### EXERCISE OBJECTIVE
Please return the lines of the data below, word for word, from the first line through the line containing "of the stroller".

** Opening EXCERPTED DATA block **

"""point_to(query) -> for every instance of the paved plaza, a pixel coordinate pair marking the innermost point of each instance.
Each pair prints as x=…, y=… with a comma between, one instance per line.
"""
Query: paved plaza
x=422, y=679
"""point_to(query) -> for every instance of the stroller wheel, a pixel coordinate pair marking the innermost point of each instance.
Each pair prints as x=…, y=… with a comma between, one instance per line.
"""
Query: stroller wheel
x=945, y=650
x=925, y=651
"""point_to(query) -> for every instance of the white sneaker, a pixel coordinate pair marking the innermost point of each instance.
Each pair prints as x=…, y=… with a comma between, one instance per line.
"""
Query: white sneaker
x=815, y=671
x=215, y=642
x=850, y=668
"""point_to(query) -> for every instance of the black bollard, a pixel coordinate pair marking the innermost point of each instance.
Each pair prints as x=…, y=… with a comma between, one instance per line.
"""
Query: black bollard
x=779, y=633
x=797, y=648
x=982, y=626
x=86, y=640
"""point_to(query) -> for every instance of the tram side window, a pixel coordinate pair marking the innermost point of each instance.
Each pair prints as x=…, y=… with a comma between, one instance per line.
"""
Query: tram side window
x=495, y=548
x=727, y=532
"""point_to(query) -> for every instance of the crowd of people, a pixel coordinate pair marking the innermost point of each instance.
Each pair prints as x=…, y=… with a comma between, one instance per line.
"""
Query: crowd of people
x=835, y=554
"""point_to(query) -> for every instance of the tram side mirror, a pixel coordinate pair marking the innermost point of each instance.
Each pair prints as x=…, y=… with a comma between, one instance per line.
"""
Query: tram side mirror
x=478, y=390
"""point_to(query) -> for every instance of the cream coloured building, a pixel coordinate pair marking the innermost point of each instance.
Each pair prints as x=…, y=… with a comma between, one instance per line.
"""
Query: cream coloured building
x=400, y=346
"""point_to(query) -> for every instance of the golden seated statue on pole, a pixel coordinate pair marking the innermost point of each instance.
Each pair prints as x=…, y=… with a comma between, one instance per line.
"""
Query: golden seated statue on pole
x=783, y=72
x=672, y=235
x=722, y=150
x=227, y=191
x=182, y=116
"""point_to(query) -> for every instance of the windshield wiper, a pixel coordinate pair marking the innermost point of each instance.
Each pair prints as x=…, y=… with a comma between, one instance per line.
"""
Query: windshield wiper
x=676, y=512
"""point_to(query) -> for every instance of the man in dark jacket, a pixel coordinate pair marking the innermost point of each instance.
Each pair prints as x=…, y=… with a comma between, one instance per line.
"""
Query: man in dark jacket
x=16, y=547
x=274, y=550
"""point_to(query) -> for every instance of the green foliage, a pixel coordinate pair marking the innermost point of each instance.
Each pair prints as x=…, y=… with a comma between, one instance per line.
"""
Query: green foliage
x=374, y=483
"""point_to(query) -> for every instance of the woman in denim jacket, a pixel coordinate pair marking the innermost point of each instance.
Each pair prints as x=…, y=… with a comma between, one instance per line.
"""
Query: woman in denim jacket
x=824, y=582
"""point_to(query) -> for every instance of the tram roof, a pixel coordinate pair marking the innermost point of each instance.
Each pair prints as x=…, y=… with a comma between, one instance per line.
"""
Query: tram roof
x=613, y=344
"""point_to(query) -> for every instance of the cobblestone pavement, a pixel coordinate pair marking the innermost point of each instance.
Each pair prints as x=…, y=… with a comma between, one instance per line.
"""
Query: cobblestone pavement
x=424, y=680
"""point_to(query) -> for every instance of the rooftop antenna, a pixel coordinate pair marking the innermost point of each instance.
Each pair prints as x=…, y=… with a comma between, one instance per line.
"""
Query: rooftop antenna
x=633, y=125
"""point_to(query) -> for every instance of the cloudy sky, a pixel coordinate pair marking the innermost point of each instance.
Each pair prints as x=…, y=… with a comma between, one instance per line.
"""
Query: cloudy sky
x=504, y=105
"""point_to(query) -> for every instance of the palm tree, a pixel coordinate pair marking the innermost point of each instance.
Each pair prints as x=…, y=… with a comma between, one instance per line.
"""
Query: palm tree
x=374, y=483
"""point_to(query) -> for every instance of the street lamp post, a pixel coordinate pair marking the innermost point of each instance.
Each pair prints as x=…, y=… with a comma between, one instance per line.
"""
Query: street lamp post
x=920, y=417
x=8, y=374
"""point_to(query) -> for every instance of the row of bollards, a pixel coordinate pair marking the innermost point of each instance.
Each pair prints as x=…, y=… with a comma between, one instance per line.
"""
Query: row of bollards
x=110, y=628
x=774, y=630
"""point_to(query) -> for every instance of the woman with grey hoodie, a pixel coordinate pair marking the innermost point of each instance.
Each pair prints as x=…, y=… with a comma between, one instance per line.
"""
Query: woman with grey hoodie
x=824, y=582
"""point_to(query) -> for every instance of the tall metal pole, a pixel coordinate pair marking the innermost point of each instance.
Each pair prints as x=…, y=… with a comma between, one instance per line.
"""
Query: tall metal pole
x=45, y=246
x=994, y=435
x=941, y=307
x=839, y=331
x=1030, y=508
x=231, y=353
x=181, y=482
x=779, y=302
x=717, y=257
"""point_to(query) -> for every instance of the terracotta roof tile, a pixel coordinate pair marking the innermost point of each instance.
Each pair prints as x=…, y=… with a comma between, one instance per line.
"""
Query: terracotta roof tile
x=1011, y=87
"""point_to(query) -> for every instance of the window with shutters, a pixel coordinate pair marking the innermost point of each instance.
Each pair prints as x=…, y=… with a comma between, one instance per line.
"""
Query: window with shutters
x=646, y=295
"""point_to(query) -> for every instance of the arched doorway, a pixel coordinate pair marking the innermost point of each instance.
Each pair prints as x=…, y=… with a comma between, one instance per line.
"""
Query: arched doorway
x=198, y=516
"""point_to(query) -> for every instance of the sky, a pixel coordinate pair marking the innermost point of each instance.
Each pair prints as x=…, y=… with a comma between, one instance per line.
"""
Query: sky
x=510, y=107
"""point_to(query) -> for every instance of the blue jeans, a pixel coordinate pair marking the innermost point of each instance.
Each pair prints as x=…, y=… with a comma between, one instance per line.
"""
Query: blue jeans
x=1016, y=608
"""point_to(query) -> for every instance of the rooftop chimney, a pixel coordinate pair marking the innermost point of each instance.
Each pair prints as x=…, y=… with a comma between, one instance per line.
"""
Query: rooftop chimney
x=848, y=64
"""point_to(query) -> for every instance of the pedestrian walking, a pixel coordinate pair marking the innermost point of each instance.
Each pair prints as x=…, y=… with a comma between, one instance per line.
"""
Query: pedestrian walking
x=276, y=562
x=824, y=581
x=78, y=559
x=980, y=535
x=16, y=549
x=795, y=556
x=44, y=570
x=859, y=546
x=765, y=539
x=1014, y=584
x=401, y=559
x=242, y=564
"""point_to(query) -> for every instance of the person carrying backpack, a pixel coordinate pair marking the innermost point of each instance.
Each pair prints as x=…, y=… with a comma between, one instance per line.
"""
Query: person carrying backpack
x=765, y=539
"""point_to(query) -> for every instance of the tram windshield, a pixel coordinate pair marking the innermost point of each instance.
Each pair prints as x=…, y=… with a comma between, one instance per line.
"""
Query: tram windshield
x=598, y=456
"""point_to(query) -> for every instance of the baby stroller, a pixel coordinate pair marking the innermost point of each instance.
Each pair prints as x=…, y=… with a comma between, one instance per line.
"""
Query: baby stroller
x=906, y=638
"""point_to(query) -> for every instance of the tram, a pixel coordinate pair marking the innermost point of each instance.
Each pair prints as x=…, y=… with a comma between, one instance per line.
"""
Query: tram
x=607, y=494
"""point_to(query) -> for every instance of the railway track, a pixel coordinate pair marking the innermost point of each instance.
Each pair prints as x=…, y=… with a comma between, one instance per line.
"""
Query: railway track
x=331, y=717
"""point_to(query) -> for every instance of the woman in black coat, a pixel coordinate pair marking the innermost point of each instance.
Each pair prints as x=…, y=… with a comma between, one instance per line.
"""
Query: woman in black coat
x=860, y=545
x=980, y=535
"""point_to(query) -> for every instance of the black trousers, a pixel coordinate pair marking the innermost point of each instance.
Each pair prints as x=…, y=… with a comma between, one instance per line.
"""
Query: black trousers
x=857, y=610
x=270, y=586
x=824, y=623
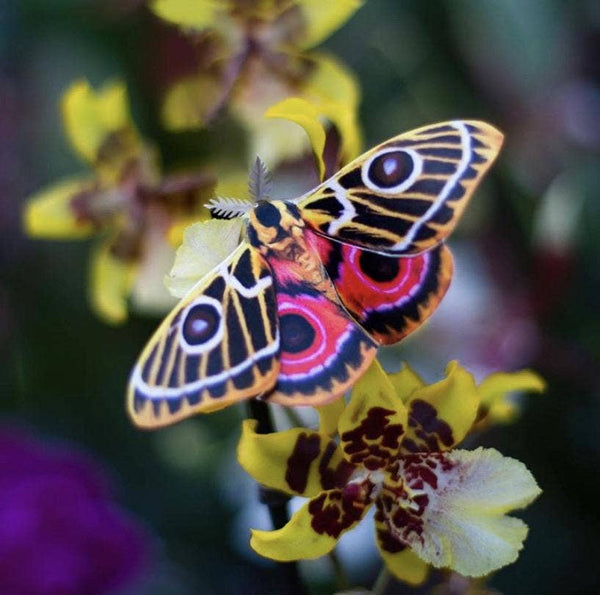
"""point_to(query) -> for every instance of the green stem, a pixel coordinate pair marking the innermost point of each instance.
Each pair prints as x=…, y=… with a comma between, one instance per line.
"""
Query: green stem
x=382, y=583
x=275, y=500
x=341, y=578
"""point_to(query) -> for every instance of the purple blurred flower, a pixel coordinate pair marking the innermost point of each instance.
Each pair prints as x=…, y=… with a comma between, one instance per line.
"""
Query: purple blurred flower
x=61, y=533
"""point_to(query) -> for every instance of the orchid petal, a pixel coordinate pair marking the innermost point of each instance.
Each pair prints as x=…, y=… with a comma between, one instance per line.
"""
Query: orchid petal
x=463, y=522
x=313, y=530
x=49, y=213
x=296, y=461
x=111, y=283
x=205, y=245
x=441, y=414
x=373, y=424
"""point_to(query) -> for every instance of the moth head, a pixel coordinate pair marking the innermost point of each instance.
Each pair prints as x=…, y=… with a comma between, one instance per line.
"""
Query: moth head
x=274, y=224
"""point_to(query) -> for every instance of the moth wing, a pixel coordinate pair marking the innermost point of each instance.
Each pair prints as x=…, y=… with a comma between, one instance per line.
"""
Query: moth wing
x=323, y=351
x=219, y=345
x=389, y=296
x=405, y=195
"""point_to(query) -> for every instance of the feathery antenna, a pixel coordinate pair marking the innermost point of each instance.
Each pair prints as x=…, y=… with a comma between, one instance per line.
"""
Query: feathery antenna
x=222, y=207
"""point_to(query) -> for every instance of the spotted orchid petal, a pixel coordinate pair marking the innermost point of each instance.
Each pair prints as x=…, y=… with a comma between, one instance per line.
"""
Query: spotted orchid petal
x=296, y=461
x=399, y=559
x=406, y=381
x=454, y=514
x=314, y=530
x=329, y=416
x=441, y=414
x=50, y=213
x=373, y=424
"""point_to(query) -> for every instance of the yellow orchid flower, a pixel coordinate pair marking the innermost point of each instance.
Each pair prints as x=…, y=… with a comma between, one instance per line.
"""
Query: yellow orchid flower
x=255, y=54
x=123, y=200
x=434, y=505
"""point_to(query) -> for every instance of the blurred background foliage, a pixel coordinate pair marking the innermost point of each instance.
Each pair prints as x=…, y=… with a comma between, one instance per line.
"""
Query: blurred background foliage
x=525, y=292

** Closing EXCERPTED DATA block **

### ANSWER FOR THE TASK
"""point_to(query) -> for every instance of the paved plaza, a pixel coordinate pair marking the innermost point of each instance.
Each pair prints as x=…, y=… with a comma between, one instance per line.
"""
Query: paved plaza
x=422, y=679
"""point_to(query) -> for every instance of the stroller wheel, a pixel coordinate pair marking the innermost point of each instance.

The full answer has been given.